§ **PROBLEM DETAILS**
In the data below, which lines hold the word "grass"? Copy them.

§ **RECORDS SUPPLIED**
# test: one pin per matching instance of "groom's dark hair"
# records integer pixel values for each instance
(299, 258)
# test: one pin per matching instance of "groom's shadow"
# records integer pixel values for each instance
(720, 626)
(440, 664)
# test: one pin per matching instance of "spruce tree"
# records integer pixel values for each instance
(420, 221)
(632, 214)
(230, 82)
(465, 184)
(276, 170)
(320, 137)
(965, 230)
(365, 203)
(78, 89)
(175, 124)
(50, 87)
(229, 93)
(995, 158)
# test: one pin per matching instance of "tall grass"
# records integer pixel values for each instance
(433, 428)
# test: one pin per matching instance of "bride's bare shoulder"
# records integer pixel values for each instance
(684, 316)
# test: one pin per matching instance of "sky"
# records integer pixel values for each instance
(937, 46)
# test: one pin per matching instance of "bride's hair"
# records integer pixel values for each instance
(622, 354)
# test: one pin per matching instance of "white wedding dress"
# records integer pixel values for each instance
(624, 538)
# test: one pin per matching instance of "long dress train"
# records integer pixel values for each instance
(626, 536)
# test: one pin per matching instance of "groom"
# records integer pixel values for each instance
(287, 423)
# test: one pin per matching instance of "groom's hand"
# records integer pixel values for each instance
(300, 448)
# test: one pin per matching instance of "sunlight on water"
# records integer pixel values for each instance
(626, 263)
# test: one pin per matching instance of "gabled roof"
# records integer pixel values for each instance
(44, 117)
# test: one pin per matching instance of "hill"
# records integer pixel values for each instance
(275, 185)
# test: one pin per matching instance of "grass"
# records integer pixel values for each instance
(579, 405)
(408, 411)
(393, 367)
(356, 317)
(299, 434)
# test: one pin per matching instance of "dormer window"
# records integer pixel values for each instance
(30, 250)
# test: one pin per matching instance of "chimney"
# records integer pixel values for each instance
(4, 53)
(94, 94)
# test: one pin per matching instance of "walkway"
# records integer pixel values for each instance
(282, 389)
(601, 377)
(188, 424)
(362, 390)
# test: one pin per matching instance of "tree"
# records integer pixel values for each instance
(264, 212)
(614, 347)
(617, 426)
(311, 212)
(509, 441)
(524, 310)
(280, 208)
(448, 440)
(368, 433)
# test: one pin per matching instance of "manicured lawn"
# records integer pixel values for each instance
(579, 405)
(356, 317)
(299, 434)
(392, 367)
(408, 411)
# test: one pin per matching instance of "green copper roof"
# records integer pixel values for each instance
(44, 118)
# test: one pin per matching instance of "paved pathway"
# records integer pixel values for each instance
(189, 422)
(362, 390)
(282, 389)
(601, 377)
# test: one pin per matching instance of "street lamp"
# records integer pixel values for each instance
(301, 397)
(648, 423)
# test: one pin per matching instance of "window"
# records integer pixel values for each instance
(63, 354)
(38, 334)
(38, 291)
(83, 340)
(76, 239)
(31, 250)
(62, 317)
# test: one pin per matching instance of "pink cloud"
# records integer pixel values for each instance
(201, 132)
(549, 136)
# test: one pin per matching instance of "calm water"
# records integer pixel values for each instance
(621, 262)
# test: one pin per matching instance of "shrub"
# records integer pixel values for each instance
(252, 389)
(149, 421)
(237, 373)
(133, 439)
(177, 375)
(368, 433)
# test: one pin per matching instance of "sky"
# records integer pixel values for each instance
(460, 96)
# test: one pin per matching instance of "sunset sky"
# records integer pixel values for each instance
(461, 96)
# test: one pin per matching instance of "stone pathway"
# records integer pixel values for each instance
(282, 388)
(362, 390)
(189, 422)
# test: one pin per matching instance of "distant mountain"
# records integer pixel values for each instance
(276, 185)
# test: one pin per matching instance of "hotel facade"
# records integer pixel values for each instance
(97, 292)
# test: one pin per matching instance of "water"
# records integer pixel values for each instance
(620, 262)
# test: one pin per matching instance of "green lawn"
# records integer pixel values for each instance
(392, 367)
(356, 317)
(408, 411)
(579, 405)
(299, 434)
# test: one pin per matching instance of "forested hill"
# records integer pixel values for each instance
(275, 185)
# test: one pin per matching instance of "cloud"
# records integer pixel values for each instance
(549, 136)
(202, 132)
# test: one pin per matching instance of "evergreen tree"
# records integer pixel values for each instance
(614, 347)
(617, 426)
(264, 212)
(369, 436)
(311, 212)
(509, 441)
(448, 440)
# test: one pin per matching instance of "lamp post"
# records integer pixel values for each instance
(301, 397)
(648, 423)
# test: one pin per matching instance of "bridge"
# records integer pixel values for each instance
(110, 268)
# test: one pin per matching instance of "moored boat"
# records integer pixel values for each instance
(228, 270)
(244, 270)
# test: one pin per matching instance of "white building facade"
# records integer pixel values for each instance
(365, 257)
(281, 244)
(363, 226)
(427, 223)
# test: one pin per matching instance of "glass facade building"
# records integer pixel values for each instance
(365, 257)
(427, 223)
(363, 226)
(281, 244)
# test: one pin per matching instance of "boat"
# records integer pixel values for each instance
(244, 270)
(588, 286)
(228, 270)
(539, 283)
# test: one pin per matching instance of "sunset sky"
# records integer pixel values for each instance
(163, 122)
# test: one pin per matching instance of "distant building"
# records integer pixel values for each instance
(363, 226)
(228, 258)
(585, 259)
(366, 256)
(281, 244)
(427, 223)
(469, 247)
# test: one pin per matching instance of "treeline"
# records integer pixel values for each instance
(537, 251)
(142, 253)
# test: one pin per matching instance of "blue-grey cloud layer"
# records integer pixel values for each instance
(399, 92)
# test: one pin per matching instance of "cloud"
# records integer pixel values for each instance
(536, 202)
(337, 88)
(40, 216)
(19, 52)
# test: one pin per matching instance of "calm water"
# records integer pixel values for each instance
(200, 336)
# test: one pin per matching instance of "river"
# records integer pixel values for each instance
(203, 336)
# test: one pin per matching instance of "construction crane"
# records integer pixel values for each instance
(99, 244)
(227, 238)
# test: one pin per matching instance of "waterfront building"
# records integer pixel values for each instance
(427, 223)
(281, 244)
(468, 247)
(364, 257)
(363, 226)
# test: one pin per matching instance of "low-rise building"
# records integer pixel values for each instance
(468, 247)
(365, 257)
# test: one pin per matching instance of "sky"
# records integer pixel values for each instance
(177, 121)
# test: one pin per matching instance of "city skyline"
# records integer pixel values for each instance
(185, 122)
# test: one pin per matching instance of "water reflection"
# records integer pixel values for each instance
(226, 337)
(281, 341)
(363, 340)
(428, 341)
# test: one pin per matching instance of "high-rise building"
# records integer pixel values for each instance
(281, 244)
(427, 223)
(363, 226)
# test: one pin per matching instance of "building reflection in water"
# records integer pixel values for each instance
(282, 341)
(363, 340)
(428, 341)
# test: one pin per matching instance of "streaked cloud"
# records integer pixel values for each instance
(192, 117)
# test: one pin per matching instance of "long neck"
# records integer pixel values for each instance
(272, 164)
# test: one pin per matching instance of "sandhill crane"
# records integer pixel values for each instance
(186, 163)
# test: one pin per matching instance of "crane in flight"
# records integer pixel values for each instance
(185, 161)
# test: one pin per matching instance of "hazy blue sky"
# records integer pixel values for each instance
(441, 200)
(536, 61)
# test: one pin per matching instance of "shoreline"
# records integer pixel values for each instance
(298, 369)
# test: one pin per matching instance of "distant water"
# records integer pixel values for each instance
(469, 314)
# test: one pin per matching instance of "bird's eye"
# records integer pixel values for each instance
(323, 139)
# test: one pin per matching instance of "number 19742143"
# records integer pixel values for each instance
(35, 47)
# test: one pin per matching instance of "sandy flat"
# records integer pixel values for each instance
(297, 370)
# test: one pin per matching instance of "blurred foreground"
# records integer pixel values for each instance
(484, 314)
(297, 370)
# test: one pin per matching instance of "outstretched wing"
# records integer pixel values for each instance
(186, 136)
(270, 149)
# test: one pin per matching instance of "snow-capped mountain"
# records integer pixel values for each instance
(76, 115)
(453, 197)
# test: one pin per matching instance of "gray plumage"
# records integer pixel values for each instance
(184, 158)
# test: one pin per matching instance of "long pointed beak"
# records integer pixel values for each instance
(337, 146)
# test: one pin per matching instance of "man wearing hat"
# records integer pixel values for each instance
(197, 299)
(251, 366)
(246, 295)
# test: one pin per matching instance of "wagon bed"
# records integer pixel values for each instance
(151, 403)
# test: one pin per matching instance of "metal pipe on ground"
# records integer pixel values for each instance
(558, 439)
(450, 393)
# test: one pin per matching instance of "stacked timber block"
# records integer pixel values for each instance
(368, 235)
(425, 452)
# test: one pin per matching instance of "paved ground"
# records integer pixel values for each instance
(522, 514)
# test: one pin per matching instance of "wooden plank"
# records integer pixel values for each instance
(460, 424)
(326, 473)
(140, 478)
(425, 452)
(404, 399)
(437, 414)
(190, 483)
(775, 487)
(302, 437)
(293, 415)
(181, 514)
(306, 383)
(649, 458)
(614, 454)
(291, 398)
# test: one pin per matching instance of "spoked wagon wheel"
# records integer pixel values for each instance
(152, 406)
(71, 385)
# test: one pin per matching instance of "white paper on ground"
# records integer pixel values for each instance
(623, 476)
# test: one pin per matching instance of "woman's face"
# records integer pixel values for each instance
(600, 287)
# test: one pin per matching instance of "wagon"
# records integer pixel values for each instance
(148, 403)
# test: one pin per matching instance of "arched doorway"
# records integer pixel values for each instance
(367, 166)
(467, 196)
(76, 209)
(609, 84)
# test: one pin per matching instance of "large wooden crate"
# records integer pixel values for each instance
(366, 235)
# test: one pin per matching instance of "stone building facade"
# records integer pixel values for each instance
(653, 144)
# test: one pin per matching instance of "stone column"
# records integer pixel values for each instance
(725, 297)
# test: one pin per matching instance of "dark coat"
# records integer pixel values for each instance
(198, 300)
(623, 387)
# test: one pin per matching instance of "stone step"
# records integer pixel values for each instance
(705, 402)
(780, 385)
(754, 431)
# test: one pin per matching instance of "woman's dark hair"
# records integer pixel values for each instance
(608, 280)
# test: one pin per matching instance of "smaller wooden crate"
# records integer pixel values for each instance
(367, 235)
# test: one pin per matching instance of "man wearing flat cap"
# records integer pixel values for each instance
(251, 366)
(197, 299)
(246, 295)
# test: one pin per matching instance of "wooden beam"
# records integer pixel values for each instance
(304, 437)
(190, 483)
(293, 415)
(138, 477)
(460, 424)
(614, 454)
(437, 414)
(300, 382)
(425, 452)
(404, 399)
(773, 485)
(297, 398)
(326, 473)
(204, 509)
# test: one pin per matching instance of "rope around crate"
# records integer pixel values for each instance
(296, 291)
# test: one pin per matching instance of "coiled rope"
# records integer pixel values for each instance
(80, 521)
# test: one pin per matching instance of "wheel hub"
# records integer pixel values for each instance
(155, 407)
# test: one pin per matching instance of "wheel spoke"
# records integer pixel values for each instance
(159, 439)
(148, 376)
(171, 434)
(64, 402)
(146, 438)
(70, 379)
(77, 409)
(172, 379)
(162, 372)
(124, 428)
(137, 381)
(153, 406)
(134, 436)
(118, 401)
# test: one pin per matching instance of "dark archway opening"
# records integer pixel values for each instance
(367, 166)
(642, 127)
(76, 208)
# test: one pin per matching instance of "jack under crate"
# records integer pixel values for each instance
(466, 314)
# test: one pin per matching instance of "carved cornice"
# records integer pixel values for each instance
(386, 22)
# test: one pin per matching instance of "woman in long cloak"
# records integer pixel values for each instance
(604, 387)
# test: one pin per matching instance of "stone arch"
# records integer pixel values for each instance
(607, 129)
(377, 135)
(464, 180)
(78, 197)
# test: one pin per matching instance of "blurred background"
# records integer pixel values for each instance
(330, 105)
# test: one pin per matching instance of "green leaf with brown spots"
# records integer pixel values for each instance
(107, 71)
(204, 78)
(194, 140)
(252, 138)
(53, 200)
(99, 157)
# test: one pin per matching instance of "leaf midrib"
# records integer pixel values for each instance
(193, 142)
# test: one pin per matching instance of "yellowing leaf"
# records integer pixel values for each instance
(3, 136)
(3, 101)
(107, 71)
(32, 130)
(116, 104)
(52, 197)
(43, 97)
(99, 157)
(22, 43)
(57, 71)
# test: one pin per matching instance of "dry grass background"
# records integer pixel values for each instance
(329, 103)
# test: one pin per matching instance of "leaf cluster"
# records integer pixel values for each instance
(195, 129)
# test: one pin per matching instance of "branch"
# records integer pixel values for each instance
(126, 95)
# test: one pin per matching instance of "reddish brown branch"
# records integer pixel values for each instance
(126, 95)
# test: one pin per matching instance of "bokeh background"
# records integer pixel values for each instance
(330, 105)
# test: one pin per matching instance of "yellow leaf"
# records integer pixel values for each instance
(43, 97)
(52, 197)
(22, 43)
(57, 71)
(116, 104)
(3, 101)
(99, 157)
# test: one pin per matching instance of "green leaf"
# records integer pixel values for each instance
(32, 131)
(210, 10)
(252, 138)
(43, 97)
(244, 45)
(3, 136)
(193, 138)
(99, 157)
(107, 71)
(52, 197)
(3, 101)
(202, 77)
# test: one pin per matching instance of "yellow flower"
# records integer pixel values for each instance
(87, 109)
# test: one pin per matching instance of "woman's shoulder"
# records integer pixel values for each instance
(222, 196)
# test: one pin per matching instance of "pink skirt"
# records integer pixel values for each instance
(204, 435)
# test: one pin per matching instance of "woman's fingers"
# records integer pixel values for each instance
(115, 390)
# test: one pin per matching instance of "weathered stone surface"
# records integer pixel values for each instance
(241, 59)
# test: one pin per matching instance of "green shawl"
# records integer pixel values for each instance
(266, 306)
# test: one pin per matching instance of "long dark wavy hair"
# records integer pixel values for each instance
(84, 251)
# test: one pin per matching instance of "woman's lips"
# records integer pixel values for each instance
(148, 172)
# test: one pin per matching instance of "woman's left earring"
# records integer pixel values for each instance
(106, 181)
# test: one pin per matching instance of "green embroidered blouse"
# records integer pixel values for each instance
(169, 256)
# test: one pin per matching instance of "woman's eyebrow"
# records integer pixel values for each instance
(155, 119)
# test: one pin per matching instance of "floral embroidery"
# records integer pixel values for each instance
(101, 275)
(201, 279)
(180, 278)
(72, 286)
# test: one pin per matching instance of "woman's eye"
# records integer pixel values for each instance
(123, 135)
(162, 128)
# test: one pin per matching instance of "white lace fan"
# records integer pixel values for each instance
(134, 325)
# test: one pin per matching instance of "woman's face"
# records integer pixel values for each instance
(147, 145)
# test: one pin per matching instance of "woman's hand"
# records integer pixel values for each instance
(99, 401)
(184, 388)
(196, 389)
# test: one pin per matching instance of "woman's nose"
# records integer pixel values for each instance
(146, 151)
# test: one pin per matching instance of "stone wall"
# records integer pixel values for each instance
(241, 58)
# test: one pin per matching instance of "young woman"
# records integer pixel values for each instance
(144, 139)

§ **ANSWER AREA**
# test: one pin per matching instance of "tall grass"
# test: one pin per matching instance of "grass"
# test: one pin per matching instance of "dry grass background"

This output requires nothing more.